====== Stored data

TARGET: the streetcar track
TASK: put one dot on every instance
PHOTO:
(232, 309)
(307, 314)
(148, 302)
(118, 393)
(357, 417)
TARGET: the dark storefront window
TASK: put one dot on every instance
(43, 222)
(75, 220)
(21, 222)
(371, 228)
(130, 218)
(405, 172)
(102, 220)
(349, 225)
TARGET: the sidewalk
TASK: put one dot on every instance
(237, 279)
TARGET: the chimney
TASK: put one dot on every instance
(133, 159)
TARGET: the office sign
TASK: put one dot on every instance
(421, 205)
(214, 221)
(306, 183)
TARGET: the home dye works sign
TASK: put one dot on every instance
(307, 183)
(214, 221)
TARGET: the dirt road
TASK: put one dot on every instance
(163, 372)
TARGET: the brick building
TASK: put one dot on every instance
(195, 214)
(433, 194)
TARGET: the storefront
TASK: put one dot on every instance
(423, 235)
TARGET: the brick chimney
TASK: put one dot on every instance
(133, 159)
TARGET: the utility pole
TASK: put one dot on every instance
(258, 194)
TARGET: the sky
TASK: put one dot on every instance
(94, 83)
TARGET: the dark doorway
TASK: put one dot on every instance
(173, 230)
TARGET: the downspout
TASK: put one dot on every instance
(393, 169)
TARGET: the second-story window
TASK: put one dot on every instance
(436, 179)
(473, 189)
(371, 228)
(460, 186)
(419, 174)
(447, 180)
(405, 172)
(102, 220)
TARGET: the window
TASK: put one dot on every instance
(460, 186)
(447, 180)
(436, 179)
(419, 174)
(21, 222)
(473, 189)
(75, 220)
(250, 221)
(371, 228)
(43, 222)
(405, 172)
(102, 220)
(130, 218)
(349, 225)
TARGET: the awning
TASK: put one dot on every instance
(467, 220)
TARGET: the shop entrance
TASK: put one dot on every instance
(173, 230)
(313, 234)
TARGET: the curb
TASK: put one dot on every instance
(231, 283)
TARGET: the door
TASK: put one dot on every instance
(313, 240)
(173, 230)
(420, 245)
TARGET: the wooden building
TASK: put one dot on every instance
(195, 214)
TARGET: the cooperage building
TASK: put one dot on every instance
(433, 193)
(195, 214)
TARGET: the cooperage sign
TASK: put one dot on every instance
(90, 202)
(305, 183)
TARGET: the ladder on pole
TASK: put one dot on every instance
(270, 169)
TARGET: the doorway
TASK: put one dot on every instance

============

- _What is asked_
Please extract exactly, and only, the lines from the line containing "TARGET: the awning" through the last line of the records.

- _Solution for this task_
TARGET: the awning
TASK: put one dot on every instance
(467, 220)
TARGET: the shop entrance
TASK: put one dot on every instance
(173, 230)
(313, 234)
TARGET: the curb
TASK: put one dot on every instance
(231, 283)
TARGET: the door
TASK: put one dot on every instance
(313, 240)
(173, 230)
(420, 245)
TARGET: the wooden building
TASK: put one dot on every instance
(195, 214)
TARGET: the cooperage building
TASK: put one dot on every instance
(433, 193)
(195, 214)
TARGET: the cooperage sign
TASK: put one dot on every instance
(90, 202)
(305, 183)
TARGET: the ladder on pole
TASK: put one dot on every instance
(270, 169)
TARGET: the doorway
TASK: put one dot on every instance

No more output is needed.